START QUOTED PASSAGE
Overstrand Hall is a country house in Overstrand, Norfolk, England, designed by Edwin Lutyens for Charles William Mills, 2nd Baron Hillingdon, a partner in Glyn, Mills & Co. Bank. It was built between 1899 and 1901 and is Grade II listed as of 27 September 1972. The Mills family used Overstrand as a weekend residence, preferring their homes Hillingdon Court and Dorton House as their main residences.

Nicholas Pevsner described Overstrand as "one of (Lutyens's) most remarkable buildings, at the time when he had reached maturity but still believed to the full in his own inventiveness." The house is of a complex courtyard plan, with a varied range of materials, "stone with half-timbering, flint with brick and tile," and styles, "Jacobean with classical, vernacular with Italianate." Burke's and Savills Guide to Country Houses: East Anglia describes the hall as "an important early work by Lutyens, his first large work outside the Home Counties."

During the First World War, the hall was used as a military hospital and the Mills family sold the house for use as a convalescent home in 1932. Since 1999 the hall has been home to a residential activity centre.

== PGL activity centre ==

Overstrand Hall has been a residential activity centre since 1999, catering for 7–17 year olds. It has been run by PGL since 2025.
END QUOTED PASSAGE
▶ _DIRECTIONS_
Write out, word for word, the portion of the Overstrand Hall text that opens with the words containing "During the First" and closes with "residential activity centre.".
START STUDY MATERIAL
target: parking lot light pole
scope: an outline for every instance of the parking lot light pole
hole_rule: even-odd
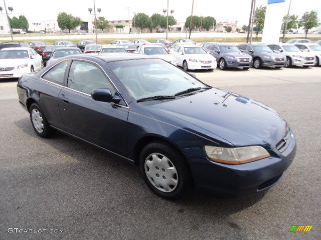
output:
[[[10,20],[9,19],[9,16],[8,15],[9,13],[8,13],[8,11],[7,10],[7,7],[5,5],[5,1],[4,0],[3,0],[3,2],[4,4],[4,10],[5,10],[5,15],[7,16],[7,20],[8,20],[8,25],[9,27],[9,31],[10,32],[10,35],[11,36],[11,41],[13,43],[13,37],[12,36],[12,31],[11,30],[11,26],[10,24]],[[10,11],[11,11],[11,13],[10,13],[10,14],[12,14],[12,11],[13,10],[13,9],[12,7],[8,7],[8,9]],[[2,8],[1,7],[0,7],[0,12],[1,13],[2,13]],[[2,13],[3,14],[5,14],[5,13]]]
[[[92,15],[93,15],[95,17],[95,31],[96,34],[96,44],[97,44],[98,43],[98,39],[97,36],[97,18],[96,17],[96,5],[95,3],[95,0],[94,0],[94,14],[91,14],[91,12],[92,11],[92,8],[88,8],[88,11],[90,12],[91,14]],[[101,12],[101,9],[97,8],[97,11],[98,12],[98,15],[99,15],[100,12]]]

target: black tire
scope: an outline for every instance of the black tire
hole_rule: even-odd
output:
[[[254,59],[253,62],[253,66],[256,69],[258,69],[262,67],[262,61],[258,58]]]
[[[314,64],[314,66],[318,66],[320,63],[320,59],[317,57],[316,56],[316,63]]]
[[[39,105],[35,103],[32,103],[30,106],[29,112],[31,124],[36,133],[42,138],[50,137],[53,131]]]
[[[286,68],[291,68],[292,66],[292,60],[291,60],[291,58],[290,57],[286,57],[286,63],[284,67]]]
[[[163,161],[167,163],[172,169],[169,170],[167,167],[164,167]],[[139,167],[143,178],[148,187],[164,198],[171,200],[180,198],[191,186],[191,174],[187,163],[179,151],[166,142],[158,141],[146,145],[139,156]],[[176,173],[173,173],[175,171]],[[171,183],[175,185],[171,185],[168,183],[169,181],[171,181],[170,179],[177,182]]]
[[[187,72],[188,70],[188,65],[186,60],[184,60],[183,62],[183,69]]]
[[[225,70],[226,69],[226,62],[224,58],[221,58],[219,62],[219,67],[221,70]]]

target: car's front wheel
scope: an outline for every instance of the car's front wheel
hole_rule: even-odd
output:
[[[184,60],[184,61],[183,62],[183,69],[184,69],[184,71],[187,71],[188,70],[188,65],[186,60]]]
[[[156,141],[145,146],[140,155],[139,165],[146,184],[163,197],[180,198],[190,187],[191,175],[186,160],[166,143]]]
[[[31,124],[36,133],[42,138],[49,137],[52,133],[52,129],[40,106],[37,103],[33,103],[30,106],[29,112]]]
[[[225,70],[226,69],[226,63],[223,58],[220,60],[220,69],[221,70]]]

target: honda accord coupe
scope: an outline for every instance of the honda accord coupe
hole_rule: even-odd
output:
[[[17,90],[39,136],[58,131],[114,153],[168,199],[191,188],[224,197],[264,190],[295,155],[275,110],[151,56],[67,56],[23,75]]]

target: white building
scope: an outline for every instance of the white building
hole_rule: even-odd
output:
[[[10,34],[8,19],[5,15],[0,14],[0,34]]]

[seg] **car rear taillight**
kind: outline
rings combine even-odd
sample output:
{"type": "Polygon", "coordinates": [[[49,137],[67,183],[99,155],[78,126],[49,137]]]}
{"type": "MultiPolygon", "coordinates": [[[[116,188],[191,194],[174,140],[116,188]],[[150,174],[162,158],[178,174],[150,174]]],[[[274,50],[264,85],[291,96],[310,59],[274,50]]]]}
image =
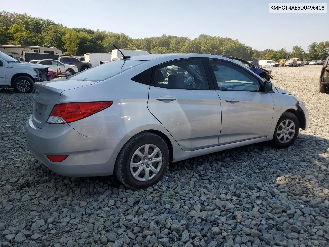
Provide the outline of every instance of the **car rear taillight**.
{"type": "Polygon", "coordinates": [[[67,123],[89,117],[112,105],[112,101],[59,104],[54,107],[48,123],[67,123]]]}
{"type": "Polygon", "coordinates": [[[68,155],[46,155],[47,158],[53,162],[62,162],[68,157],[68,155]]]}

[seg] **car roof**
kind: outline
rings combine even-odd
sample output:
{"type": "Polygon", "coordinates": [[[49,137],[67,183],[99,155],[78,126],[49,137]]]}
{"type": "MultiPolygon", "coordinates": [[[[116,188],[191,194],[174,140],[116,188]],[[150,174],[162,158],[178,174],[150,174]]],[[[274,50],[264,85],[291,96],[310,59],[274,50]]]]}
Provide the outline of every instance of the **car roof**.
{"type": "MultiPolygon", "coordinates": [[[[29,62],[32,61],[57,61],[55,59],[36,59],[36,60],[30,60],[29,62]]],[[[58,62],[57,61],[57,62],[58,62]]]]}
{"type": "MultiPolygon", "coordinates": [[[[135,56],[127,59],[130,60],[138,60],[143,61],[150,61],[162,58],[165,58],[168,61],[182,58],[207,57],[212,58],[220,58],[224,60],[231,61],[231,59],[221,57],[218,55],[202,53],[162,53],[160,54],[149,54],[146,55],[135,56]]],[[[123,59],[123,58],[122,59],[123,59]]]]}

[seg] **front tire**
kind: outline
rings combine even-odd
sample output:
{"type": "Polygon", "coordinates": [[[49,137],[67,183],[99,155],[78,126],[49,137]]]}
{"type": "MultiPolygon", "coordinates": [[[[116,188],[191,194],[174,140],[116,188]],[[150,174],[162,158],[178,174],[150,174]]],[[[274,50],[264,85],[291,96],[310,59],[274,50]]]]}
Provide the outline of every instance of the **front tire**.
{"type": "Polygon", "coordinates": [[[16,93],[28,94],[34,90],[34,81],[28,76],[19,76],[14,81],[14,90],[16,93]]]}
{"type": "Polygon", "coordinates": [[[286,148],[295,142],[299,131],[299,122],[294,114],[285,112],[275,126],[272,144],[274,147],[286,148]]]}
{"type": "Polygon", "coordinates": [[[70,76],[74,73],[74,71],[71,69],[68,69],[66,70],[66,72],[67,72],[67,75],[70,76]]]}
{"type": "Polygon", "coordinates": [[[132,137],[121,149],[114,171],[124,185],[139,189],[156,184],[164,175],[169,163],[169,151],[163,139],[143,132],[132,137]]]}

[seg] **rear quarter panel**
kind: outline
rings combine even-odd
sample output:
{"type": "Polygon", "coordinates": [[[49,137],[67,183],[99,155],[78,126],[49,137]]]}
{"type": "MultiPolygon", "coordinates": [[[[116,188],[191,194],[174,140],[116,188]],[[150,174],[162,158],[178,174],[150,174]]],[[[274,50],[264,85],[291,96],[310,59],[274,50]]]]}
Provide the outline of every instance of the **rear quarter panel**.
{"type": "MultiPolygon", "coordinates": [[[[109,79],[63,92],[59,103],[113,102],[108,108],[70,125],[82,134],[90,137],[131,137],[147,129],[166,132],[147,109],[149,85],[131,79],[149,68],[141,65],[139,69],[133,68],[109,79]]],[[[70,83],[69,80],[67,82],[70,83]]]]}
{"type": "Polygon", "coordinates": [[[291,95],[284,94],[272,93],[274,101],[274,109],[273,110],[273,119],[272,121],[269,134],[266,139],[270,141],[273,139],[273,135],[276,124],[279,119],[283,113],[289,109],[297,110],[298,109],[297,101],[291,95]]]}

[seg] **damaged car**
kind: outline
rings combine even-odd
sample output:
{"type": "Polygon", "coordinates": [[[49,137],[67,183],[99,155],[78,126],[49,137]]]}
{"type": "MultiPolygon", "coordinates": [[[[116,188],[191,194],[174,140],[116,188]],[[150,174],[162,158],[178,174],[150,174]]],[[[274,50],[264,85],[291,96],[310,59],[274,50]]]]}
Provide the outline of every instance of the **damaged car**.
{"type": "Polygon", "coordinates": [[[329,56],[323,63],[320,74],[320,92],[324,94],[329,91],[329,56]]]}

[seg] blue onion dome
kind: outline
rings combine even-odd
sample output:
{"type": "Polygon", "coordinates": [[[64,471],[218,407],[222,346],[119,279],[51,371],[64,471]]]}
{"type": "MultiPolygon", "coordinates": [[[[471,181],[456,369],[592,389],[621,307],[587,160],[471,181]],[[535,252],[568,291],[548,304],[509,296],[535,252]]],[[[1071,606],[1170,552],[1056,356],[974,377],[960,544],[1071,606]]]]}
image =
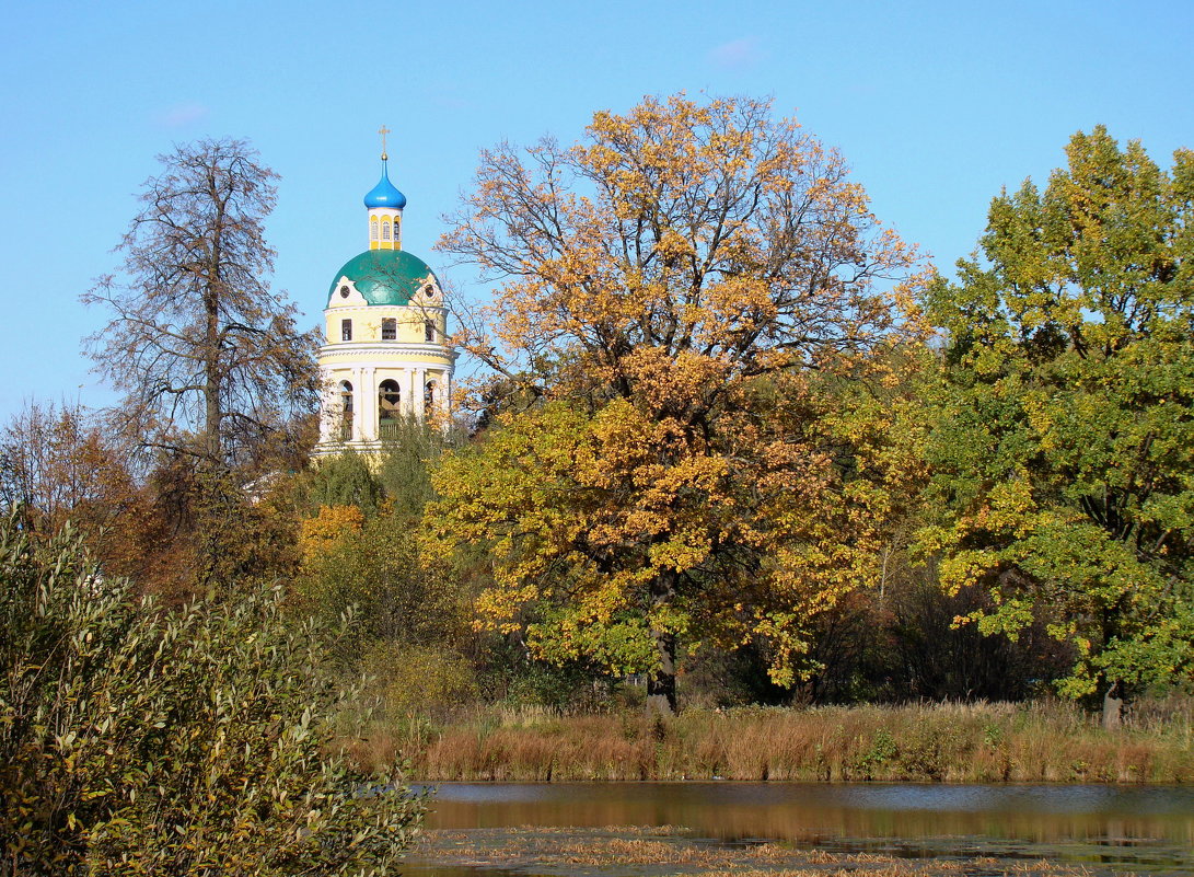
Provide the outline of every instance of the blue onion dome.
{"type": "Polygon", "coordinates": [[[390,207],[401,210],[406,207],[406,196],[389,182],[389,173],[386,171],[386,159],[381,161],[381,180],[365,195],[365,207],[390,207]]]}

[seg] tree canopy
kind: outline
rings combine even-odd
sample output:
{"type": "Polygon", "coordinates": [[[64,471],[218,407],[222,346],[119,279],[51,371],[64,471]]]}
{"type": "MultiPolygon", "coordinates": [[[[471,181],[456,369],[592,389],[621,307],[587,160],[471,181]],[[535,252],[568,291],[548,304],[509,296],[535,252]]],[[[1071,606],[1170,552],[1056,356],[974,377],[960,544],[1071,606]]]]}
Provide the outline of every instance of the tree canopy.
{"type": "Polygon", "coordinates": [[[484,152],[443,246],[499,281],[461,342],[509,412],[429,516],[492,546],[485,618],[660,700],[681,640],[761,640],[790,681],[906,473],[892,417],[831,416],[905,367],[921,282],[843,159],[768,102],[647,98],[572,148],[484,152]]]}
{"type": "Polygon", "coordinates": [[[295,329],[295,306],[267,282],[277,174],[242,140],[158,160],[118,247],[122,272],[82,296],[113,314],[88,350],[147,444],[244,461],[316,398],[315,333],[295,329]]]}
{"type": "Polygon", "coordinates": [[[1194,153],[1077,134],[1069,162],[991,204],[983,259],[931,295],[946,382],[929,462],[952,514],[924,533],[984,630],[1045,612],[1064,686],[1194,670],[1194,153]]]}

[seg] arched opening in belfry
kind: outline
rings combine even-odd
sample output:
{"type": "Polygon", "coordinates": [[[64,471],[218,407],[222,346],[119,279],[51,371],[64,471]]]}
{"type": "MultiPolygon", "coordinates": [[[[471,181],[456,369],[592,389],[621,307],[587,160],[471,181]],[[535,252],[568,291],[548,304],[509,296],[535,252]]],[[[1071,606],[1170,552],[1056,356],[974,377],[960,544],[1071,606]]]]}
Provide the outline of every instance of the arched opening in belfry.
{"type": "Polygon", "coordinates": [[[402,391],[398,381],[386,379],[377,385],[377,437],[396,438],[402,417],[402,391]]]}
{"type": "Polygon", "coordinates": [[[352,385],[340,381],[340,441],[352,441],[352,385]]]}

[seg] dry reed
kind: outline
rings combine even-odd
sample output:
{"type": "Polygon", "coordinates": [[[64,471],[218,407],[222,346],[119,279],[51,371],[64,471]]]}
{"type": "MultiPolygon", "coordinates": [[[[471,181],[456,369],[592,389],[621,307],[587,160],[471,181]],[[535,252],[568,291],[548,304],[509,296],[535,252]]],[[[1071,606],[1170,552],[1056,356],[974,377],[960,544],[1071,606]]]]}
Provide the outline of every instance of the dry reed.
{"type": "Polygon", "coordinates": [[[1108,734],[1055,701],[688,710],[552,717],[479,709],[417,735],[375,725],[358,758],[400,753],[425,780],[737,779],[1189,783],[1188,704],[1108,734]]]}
END STUDY MATERIAL
▶ _SOLUTION_
During the First World War, the hall was used as a military hospital and the Mills family sold the house for use as a convalescent home in 1932. Since 1999 the hall has been home to a residential activity centre.